_REQUIRED TASK_:
Reproduce every line of the rows below, with the request text unchanged, and shift each coordinate in the answers up by 4, leaving the sample coordinates as they are. Leave the pictures out of your answer.

-- Start of RECORDS FOR PROCESSING --

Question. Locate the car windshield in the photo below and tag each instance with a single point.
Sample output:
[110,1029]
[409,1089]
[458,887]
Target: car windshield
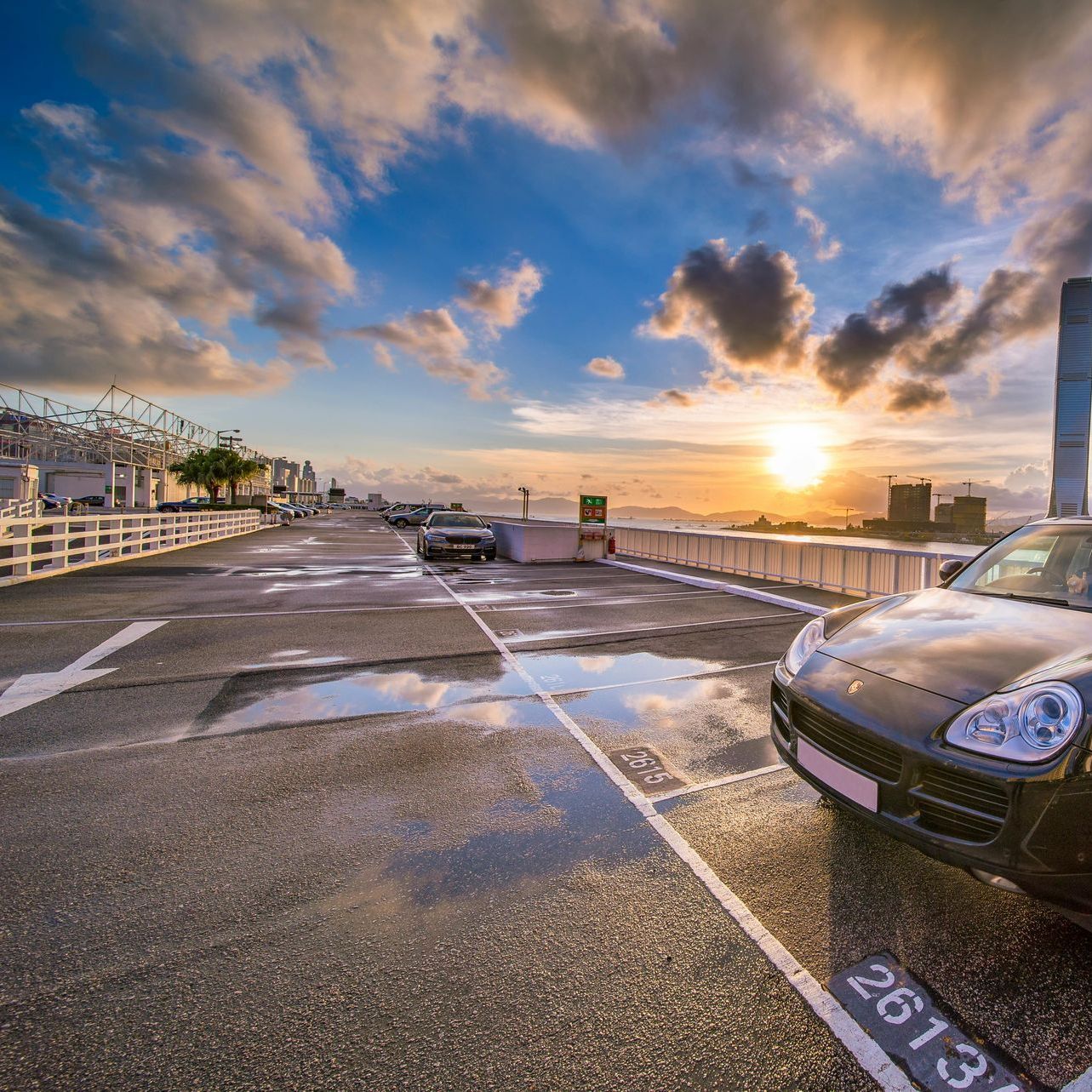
[455,520]
[1052,563]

-- End of RECORDS FOR PROCESSING --

_COMPLETE ANSWER_:
Question. Locate the car windshield in the photo below and tag each instance with a single point.
Sample output:
[110,1029]
[409,1089]
[458,887]
Target: car windshield
[459,524]
[1056,567]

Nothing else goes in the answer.